Location labeling records
+++

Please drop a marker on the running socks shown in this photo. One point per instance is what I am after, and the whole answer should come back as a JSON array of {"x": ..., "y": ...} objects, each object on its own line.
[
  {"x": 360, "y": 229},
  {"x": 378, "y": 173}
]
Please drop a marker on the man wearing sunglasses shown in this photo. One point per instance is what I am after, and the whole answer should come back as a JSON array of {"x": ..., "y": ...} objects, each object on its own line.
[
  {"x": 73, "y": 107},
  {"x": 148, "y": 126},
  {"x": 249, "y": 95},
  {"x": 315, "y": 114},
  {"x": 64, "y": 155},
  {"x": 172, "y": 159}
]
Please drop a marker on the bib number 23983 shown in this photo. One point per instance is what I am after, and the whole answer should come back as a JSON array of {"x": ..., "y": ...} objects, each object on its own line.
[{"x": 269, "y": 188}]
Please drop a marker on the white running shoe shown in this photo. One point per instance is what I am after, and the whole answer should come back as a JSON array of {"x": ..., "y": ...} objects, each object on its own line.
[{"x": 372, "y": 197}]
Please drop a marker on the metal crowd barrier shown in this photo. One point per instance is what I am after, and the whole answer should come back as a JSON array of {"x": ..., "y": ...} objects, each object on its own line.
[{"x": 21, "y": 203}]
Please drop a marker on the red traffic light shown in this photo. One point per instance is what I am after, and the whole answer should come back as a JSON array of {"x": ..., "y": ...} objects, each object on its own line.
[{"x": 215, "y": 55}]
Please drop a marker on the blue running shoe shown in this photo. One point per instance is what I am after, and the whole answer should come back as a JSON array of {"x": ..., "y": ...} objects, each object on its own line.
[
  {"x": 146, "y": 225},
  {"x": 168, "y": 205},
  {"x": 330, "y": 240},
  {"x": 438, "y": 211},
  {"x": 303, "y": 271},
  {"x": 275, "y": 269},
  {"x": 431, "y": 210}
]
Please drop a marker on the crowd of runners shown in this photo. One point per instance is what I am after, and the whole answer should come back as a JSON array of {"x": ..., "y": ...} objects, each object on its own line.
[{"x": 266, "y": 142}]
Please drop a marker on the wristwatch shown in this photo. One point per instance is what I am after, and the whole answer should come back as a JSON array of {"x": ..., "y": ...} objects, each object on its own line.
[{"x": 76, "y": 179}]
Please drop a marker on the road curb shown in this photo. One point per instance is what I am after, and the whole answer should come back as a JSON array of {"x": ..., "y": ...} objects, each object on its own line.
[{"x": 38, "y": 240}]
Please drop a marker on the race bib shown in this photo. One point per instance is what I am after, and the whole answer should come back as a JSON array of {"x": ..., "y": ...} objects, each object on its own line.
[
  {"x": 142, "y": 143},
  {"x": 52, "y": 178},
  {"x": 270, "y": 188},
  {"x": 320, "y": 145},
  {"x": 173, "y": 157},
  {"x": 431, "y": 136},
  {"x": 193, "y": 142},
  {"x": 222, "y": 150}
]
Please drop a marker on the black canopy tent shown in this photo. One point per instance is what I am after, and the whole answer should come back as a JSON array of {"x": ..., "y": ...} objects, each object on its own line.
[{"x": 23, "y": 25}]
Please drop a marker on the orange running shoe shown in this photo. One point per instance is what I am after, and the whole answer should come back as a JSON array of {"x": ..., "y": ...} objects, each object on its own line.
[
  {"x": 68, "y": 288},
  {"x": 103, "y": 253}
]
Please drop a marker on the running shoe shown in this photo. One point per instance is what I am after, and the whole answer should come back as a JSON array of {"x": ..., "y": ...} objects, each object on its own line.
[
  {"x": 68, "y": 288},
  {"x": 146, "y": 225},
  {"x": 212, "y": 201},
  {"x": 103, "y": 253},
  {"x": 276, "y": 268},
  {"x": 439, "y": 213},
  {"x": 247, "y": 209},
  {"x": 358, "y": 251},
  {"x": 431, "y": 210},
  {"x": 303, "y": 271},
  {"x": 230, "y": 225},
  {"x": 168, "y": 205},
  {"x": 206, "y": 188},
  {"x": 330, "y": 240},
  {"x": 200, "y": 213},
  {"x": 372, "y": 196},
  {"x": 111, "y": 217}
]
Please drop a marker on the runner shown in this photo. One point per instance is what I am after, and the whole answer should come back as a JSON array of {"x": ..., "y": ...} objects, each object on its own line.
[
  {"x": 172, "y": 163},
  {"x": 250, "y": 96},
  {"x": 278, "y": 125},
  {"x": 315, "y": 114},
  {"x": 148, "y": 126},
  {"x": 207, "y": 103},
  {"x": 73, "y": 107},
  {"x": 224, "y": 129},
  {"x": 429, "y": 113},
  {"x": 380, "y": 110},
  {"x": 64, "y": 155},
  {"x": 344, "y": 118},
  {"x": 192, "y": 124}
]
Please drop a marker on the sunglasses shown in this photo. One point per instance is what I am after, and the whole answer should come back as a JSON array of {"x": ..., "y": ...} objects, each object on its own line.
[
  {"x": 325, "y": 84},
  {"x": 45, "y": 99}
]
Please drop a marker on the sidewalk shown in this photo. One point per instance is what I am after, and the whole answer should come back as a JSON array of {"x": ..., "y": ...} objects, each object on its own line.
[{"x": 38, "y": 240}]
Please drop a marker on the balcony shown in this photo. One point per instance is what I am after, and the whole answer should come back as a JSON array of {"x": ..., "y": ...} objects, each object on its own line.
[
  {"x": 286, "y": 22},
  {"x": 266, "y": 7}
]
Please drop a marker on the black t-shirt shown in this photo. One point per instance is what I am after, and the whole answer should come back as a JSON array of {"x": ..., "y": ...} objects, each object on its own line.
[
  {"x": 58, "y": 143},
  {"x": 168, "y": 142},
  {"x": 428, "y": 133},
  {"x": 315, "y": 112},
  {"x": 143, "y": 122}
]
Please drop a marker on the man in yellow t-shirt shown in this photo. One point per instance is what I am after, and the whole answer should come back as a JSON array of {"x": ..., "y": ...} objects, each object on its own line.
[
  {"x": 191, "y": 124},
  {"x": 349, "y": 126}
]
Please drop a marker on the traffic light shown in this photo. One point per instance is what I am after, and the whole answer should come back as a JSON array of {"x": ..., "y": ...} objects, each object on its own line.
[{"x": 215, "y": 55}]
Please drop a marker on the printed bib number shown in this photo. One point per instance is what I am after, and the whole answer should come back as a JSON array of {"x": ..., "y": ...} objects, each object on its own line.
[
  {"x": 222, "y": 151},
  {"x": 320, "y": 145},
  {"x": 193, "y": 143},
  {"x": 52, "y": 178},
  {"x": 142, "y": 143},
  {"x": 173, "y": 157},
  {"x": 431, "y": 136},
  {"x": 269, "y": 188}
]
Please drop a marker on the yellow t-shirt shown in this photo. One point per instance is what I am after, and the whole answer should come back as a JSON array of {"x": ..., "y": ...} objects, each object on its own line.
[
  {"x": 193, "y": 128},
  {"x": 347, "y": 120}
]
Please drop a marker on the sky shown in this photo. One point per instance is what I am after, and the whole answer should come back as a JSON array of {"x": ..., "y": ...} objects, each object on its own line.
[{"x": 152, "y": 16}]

+++

Extract the lines from the one containing "Please drop a marker on the printed" through the last of the items, and repeat them word for word with every line unchanged.

# WRITTEN RESPONSE
Please drop a marker on the printed bib number shown in this photo. One point per instance is what I am after, and the whole answer should come back as a JSON array of {"x": ..., "y": ...} objects, each object on its own line.
[
  {"x": 222, "y": 151},
  {"x": 320, "y": 145},
  {"x": 193, "y": 143},
  {"x": 52, "y": 178},
  {"x": 142, "y": 143},
  {"x": 173, "y": 157},
  {"x": 431, "y": 136},
  {"x": 269, "y": 188}
]
Please drop a marker on the yellow t-shirt shown in this photo. One point per instance is what I am after, and the whole answer should come back as a JSON array of {"x": ..., "y": ...} objects, each object on its own line.
[
  {"x": 193, "y": 128},
  {"x": 347, "y": 120}
]
Please drop a marker on the sky shown in this photo. One point per instance is what I am after, and the whole answer should come back as a JSON array of {"x": ..., "y": ...} objects, each object on its own line.
[{"x": 152, "y": 16}]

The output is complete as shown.